**Exercise objective:** Every entry here needs to be repeated exactly.

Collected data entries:
· · ·

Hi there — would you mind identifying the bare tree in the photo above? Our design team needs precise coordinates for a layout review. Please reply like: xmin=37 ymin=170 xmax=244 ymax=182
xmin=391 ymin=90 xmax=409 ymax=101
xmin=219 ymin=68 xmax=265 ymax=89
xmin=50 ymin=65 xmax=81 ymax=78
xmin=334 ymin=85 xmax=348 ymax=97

· · ·

**Solution to the exercise:**
Hi there — would you mind identifying the bare tree in the photo above? Our design team needs precise coordinates for a layout review. Please reply like: xmin=37 ymin=170 xmax=244 ymax=182
xmin=391 ymin=90 xmax=409 ymax=101
xmin=219 ymin=68 xmax=265 ymax=89
xmin=50 ymin=65 xmax=81 ymax=78
xmin=334 ymin=85 xmax=348 ymax=97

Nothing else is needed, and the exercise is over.